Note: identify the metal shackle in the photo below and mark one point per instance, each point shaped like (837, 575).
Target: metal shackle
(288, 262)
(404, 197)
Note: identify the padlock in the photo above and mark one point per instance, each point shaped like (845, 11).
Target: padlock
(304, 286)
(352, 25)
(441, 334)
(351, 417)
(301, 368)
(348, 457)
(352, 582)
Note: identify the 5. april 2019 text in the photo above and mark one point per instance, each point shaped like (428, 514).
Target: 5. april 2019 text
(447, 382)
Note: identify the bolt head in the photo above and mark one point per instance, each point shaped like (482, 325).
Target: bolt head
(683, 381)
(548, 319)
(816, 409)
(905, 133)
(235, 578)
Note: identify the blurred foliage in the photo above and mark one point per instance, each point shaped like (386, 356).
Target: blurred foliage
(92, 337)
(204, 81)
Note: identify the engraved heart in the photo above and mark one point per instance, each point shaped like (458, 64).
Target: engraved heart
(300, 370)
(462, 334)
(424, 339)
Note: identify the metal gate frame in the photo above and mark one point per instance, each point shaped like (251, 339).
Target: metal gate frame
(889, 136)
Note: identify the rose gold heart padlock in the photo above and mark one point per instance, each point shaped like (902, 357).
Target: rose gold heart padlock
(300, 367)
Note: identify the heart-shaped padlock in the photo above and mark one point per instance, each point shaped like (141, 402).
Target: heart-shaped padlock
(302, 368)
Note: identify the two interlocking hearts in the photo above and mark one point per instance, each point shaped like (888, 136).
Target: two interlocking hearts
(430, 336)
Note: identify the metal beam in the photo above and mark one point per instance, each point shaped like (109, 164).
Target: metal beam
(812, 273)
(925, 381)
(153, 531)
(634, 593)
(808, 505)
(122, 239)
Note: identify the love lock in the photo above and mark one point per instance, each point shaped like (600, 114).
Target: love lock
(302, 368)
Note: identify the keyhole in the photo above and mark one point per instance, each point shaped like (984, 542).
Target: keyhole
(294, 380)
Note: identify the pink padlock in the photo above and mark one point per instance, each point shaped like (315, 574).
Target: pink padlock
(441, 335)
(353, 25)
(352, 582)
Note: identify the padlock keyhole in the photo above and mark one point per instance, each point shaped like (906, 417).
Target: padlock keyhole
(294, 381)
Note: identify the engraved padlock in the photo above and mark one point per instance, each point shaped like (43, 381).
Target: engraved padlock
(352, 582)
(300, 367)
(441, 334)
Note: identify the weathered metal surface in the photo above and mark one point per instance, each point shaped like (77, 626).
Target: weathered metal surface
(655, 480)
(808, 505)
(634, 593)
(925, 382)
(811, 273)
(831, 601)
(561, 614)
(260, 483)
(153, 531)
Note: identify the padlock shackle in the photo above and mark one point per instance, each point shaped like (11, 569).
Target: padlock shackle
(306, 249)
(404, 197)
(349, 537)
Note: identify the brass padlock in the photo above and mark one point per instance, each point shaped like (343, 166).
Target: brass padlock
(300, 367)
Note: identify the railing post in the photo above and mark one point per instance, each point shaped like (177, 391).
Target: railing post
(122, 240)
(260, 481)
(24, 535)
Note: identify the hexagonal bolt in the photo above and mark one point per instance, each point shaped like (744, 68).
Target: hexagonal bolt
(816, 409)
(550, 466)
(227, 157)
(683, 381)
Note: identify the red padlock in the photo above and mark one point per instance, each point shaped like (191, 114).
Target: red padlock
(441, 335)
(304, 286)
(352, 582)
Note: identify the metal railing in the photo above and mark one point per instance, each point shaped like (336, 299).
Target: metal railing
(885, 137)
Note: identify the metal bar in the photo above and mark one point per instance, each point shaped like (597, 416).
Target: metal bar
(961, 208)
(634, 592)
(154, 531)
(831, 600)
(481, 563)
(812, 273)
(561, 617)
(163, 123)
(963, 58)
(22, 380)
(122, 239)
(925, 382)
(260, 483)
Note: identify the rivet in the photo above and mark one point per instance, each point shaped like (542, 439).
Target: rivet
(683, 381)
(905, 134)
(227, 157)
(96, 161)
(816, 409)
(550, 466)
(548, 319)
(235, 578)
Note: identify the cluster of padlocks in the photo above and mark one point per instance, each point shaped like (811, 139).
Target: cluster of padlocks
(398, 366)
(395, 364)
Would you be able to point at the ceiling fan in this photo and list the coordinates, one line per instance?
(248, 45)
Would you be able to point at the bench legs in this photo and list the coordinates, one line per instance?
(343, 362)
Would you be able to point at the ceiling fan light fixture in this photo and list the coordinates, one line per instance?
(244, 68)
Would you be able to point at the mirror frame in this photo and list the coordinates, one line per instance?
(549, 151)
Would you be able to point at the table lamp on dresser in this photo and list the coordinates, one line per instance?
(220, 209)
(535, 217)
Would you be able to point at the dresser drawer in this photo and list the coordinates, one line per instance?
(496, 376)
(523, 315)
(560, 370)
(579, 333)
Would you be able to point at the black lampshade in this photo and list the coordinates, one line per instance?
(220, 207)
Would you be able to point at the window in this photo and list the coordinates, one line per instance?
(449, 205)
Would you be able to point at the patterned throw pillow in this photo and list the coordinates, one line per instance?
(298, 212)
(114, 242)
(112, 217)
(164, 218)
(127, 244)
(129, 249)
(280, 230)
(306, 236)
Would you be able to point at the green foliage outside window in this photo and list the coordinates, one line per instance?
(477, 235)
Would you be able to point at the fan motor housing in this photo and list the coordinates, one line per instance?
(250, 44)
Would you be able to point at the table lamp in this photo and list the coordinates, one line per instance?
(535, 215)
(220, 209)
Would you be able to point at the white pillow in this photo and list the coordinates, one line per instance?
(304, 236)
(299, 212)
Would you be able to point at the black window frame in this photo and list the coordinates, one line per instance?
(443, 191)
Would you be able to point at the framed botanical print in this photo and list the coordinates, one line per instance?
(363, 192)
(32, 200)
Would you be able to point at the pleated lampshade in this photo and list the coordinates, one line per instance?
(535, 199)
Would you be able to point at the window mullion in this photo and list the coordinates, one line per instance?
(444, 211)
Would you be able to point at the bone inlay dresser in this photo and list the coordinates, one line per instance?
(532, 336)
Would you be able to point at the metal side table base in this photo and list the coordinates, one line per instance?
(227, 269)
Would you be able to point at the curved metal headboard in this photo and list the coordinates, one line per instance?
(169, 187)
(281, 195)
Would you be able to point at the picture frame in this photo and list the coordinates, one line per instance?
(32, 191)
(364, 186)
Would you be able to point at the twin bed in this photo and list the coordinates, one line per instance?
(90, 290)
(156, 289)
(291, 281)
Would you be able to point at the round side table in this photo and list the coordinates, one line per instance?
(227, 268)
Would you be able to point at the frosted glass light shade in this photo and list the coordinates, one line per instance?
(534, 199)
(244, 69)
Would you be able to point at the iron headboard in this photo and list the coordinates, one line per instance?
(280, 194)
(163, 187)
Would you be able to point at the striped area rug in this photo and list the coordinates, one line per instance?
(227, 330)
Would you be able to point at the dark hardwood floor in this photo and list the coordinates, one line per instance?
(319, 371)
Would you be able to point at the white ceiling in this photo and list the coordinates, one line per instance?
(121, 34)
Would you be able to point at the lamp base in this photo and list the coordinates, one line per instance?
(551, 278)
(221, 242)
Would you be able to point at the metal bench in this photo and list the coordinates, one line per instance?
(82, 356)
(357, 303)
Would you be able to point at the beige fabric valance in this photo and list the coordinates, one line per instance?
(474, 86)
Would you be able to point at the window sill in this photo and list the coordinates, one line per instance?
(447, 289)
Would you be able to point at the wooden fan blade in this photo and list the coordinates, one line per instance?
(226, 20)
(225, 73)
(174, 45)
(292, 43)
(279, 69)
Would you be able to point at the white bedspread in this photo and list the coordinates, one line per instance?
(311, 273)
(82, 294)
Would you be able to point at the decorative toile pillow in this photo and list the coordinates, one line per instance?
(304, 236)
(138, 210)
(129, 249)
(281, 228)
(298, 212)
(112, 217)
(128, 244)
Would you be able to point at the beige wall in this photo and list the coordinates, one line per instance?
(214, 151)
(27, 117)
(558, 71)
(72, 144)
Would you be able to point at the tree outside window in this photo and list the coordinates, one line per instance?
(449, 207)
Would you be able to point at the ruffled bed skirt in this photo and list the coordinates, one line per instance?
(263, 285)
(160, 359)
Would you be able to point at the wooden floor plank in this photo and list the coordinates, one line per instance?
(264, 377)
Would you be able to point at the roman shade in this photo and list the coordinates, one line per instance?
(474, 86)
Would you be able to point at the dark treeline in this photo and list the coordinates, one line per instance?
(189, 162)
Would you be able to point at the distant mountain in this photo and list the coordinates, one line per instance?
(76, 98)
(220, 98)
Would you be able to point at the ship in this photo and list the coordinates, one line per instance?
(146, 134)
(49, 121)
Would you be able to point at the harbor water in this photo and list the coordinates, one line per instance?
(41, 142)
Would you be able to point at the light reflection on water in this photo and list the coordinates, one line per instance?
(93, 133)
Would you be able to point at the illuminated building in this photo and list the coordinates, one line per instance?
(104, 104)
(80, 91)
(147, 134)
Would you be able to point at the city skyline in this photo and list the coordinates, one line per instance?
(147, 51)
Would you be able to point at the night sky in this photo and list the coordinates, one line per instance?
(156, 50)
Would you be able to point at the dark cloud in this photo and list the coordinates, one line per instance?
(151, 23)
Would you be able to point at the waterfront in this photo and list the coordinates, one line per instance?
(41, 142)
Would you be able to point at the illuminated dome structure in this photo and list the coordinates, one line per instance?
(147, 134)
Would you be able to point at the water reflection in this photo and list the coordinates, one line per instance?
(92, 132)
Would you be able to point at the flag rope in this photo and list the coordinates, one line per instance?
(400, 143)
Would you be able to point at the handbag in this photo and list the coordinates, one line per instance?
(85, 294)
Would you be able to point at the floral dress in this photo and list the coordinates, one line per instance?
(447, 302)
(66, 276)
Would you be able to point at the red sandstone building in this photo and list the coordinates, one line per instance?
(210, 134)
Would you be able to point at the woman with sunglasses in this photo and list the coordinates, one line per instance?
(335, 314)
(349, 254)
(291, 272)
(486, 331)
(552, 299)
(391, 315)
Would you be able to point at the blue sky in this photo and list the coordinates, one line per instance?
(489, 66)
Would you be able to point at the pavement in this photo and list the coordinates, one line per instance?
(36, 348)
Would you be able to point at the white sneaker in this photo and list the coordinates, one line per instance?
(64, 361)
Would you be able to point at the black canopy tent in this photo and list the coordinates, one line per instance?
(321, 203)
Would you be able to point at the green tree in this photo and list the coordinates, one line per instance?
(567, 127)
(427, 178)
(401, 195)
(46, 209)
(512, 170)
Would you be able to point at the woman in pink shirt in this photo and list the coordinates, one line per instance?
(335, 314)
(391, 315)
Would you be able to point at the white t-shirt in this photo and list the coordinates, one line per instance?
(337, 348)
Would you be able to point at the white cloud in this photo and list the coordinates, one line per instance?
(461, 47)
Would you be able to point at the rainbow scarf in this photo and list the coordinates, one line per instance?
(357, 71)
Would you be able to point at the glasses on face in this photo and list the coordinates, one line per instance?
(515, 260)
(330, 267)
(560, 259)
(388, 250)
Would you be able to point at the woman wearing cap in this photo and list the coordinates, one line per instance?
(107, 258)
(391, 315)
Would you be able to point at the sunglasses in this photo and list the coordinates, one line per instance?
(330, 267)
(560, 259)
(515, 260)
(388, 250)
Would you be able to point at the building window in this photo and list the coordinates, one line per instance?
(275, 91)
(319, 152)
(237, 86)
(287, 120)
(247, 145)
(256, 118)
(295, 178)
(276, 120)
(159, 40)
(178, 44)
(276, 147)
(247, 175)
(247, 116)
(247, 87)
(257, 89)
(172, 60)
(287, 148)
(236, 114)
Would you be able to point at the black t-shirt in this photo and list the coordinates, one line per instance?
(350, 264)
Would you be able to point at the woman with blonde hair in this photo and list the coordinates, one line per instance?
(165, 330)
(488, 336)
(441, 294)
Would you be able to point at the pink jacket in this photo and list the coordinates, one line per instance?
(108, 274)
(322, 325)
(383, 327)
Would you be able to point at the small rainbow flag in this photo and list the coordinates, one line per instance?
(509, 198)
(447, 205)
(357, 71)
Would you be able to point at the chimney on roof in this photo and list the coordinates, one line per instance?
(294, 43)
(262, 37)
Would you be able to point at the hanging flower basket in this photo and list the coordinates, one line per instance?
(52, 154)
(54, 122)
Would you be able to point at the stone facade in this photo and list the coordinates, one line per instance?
◇ ◇ ◇ ◇
Task details
Your task is to transcribe the line containing "Would you be able to point at the sunglasses" and every line after it, through the last line of the data, exactly as written and with nothing more.

Result of the task
Would you be able to point at the sunglasses in this photo and list the coordinates, one line per instance?
(330, 267)
(560, 259)
(515, 260)
(388, 250)
Would you be able to point at the building window in this photo and list the coordinates, one line per instance?
(275, 91)
(319, 152)
(237, 86)
(287, 120)
(247, 145)
(256, 118)
(295, 178)
(276, 120)
(159, 40)
(178, 44)
(276, 147)
(247, 175)
(247, 116)
(247, 87)
(257, 89)
(172, 60)
(287, 148)
(236, 114)
Would you be able to point at the black t-shirt in this photo and list the coordinates, one line per instance?
(350, 264)
Would you be able to point at the woman with blonde hair in this photo and list the coordinates, one line per instance?
(165, 330)
(488, 336)
(441, 294)
Would you be able to point at the pink jacket in this photo and list the coordinates, one line per instance?
(108, 274)
(322, 325)
(383, 327)
Would you be able to point at the small rainbow flag in this photo and list the coordinates, one line per instance?
(509, 198)
(447, 205)
(357, 71)
Would you be able to point at the chimney on roof in this photo and list the coordinates, one line per instance?
(294, 43)
(262, 37)
Would you be able to point at the hanging flower basket in this photo and list the coordinates, one line per instance?
(52, 154)
(54, 122)
Would you be able to point at the stone facade in this photo and list the coordinates, one line per instance?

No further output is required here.